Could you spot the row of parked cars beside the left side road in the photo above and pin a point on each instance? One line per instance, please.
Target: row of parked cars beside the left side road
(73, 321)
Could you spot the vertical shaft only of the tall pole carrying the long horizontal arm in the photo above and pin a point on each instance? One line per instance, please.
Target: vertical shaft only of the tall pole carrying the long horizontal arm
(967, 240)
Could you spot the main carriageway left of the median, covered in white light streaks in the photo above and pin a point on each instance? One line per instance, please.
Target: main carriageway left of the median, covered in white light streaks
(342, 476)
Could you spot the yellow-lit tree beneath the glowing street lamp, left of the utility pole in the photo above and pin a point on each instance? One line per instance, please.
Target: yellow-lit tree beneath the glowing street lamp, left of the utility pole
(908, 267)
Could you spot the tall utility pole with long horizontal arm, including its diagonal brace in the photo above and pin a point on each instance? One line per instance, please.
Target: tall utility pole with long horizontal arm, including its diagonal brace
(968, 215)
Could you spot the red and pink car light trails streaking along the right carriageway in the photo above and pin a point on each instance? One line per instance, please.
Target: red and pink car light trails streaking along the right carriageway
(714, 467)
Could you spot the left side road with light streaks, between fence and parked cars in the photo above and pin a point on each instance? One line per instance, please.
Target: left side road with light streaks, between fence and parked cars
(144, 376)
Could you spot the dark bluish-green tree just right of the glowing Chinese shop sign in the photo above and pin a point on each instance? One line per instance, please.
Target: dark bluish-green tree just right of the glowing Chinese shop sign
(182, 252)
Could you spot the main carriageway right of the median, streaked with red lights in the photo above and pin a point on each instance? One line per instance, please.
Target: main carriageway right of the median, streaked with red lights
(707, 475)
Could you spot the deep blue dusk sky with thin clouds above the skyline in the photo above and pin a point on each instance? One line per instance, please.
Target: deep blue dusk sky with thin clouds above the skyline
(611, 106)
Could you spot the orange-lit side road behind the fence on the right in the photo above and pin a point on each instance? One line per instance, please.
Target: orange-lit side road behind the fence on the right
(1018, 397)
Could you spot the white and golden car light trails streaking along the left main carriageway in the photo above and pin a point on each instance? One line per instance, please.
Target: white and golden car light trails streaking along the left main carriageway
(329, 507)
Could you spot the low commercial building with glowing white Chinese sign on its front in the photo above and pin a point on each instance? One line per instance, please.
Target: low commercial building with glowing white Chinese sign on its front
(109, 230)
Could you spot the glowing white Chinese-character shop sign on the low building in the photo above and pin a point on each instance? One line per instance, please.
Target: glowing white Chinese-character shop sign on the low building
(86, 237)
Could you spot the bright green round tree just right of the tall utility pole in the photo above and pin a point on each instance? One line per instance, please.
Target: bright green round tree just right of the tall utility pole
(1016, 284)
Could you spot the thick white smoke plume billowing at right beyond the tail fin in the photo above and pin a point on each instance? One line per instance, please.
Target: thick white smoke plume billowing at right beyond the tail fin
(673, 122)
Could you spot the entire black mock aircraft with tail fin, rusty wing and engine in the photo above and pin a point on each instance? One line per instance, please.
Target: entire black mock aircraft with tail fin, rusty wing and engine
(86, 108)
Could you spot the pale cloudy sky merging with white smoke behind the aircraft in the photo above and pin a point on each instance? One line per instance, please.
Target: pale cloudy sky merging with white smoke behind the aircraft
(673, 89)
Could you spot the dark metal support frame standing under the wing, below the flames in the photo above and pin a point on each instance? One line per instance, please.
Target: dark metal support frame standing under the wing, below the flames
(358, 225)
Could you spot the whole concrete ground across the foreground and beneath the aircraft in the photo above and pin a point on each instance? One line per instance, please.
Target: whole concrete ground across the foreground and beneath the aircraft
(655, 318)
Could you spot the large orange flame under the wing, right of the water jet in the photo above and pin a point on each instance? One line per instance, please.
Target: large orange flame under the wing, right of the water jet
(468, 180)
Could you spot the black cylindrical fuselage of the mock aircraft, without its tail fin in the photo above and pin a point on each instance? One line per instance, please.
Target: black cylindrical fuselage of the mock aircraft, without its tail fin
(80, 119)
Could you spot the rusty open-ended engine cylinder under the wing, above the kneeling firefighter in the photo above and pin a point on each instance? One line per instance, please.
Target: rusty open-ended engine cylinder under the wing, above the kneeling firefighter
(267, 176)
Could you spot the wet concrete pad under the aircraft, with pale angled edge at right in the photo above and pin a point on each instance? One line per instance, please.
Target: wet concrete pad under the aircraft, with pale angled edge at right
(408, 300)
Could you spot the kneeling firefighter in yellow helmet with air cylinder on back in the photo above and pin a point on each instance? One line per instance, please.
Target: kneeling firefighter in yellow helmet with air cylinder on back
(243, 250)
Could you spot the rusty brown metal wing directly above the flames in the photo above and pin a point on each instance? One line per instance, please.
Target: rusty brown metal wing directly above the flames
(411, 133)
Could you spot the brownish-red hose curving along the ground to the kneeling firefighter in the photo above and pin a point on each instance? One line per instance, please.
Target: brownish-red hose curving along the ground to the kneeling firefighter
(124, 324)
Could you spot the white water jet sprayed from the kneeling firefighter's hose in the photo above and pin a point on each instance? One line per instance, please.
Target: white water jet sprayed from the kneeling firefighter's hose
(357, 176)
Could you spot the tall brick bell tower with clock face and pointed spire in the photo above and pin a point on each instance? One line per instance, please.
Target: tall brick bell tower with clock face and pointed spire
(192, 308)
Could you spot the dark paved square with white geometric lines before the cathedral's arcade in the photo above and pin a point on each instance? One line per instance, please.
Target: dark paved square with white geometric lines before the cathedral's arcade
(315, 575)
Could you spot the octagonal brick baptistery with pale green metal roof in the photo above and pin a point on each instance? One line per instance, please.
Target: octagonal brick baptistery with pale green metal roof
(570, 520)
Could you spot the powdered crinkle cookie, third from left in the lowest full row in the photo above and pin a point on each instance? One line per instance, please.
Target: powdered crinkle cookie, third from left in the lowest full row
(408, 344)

■ ■ ■ ■ ■ ■ ■

The task:
Set down every entry once more, exactly as it was written above.

Result of this exercise:
Could you spot the row of parked cars beside the left side road in the photo above and pin a point on each instance? One line per instance, please.
Target: row of parked cars beside the left side road
(73, 321)
Could you spot the vertical shaft only of the tall pole carrying the long horizontal arm in the photo above and pin a point on each instance? One line per instance, please.
Target: vertical shaft only of the tall pole carrying the long horizontal arm
(967, 240)
Could you spot the main carriageway left of the median, covered in white light streaks in the photo above and pin a point on each instance? One line per instance, please.
Target: main carriageway left of the median, covered in white light streaks
(342, 476)
Could you spot the yellow-lit tree beneath the glowing street lamp, left of the utility pole in the photo above and pin a point on each instance? One line per instance, please.
Target: yellow-lit tree beneath the glowing street lamp, left of the utility pole
(908, 267)
Could you spot the tall utility pole with long horizontal arm, including its diagonal brace in the photo above and pin a point on each instance? One line per instance, please.
Target: tall utility pole with long horizontal arm, including its diagonal brace
(968, 215)
Could you spot the red and pink car light trails streaking along the right carriageway in the photo above and pin a point on each instance? One line per instance, please.
Target: red and pink car light trails streaking along the right carriageway
(714, 467)
Could you spot the left side road with light streaks, between fence and parked cars in the photo above and pin a point on each instance? One line per instance, please.
Target: left side road with light streaks, between fence and parked cars
(144, 376)
Could you spot the dark bluish-green tree just right of the glowing Chinese shop sign in the photo above and pin a point on each instance? One line per instance, please.
Target: dark bluish-green tree just right of the glowing Chinese shop sign
(182, 252)
Could you spot the main carriageway right of the median, streaked with red lights in the photo above and pin a point on each instance? One line per instance, please.
Target: main carriageway right of the median, streaked with red lights
(707, 475)
Could you spot the deep blue dusk sky with thin clouds above the skyline in the photo above and pin a point on each instance? One line per instance, please.
Target: deep blue dusk sky with thin clouds above the skyline
(611, 106)
Could you spot the orange-lit side road behind the fence on the right in the photo above and pin a point on each instance? One line per instance, please.
Target: orange-lit side road behind the fence on the right
(1018, 397)
Could you spot the white and golden car light trails streaking along the left main carriageway in the photo above and pin a point on each instance? One line per instance, please.
Target: white and golden car light trails streaking along the left main carriageway
(329, 507)
Could you spot the low commercial building with glowing white Chinese sign on its front in the photo above and pin a point on each instance? One line per instance, please.
Target: low commercial building with glowing white Chinese sign on its front
(109, 230)
Could you spot the glowing white Chinese-character shop sign on the low building in the photo above and pin a point on each instance? One line per instance, please.
Target: glowing white Chinese-character shop sign on the low building
(86, 237)
Could you spot the bright green round tree just right of the tall utility pole in the photo above and pin a point on each instance? One line per instance, please.
Target: bright green round tree just right of the tall utility pole
(1016, 284)
Could you spot the thick white smoke plume billowing at right beyond the tail fin in the photo above and pin a point on each instance? One line per instance, please.
Target: thick white smoke plume billowing at right beyond the tail fin
(673, 122)
Could you spot the entire black mock aircraft with tail fin, rusty wing and engine in the photo above and pin a point on each instance? One line per instance, please.
Target: entire black mock aircraft with tail fin, rusty wing and engine
(86, 108)
Could you spot the pale cloudy sky merging with white smoke behind the aircraft in the photo above and pin a point on each instance? One line per instance, please.
Target: pale cloudy sky merging with white smoke behind the aircraft
(673, 89)
Could you spot the dark metal support frame standing under the wing, below the flames in the photo above and pin a point on each instance? One line per instance, please.
Target: dark metal support frame standing under the wing, below the flames
(358, 225)
Could you spot the whole concrete ground across the foreground and beneath the aircraft in the photo above and pin a point on each instance? One line per instance, please.
Target: whole concrete ground across the foreground and beneath the aircraft
(655, 318)
Could you spot the large orange flame under the wing, right of the water jet in the photo above and pin a point on each instance? One line per instance, please.
Target: large orange flame under the wing, right of the water jet
(468, 180)
Could you spot the black cylindrical fuselage of the mock aircraft, without its tail fin in the photo above and pin a point on each instance? One line per instance, please.
Target: black cylindrical fuselage of the mock aircraft, without its tail fin
(80, 119)
Could you spot the rusty open-ended engine cylinder under the wing, above the kneeling firefighter in the photo above and pin a point on each instance? One line per instance, please.
Target: rusty open-ended engine cylinder under the wing, above the kneeling firefighter
(267, 176)
Could you spot the wet concrete pad under the aircraft, with pale angled edge at right in the photo above and pin a point on each instance? One line per instance, please.
Target: wet concrete pad under the aircraft, with pale angled edge at right
(408, 300)
Could you spot the kneeling firefighter in yellow helmet with air cylinder on back in the photo above and pin a point on each instance? One line per instance, please.
Target: kneeling firefighter in yellow helmet with air cylinder on back
(243, 250)
Could you spot the rusty brown metal wing directly above the flames in the photo above and pin a point on each instance? One line per instance, please.
Target: rusty brown metal wing directly above the flames
(411, 133)
Could you spot the brownish-red hose curving along the ground to the kneeling firefighter in the photo above and pin a point on each instance? One line per instance, please.
Target: brownish-red hose curving along the ground to the kneeling firefighter
(124, 324)
Could you spot the white water jet sprayed from the kneeling firefighter's hose in the photo above and pin a point on each instance? One line per instance, please.
Target: white water jet sprayed from the kneeling firefighter's hose
(357, 176)
Could you spot the tall brick bell tower with clock face and pointed spire in the photo above and pin a point on each instance? One line per instance, please.
Target: tall brick bell tower with clock face and pointed spire
(192, 308)
Could you spot the dark paved square with white geometric lines before the cathedral's arcade in the photo above and pin a point on each instance? One line per instance, please.
Target: dark paved square with white geometric lines before the cathedral's arcade
(315, 575)
Could you spot the octagonal brick baptistery with pale green metal roof in the photo above and pin a point on each instance? One line per instance, please.
Target: octagonal brick baptistery with pale green metal roof
(570, 520)
Could you spot the powdered crinkle cookie, third from left in the lowest full row in the photo above and pin a point on each instance? One line per instance, please.
Target: powdered crinkle cookie, third from left in the lowest full row
(408, 344)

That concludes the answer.